• Goal of the exercise
Show each line in the records below that contains the word "ceiling", counting only matches with the same case.

• Material
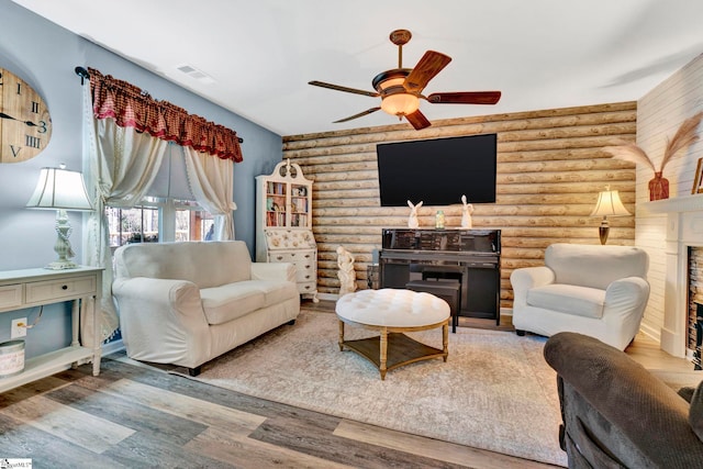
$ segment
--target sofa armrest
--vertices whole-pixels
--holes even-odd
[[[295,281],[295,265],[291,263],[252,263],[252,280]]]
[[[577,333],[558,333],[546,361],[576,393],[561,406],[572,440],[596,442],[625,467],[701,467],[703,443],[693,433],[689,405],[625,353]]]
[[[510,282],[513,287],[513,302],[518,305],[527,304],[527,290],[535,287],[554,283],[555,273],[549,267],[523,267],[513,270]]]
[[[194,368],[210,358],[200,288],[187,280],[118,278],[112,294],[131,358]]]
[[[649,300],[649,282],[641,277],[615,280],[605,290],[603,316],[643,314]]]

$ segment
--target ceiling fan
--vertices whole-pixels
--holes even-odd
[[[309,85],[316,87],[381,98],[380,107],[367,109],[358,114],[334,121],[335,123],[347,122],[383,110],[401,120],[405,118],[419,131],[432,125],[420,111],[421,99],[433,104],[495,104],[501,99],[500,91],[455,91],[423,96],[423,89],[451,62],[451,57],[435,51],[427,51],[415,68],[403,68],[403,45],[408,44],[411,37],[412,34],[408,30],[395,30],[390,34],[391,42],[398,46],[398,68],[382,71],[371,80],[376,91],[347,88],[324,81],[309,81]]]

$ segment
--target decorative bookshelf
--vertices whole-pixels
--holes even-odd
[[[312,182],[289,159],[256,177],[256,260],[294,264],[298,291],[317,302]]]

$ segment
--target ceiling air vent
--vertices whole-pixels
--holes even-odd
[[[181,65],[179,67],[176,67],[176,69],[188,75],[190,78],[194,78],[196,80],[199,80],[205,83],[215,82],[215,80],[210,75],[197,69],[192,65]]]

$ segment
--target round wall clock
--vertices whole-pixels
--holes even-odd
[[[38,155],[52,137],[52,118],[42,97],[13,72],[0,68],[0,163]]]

==

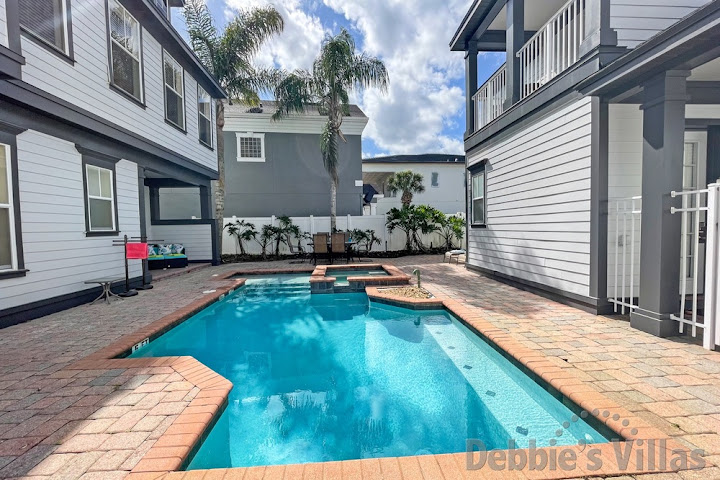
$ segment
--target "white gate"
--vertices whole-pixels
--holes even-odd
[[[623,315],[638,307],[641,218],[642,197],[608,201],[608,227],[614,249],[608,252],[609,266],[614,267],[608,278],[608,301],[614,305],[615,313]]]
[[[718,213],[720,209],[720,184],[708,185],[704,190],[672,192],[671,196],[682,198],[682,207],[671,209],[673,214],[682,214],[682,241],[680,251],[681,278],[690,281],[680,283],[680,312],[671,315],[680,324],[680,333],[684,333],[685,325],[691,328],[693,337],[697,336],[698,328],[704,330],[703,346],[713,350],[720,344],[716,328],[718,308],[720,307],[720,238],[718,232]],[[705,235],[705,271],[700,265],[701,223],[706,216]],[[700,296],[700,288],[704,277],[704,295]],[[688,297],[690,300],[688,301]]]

---

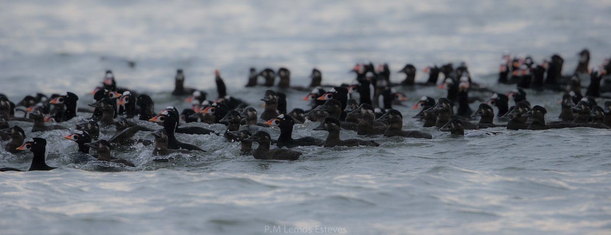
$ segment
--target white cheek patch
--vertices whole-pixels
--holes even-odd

• Final answer
--target ceiling fan
--target ceiling air vent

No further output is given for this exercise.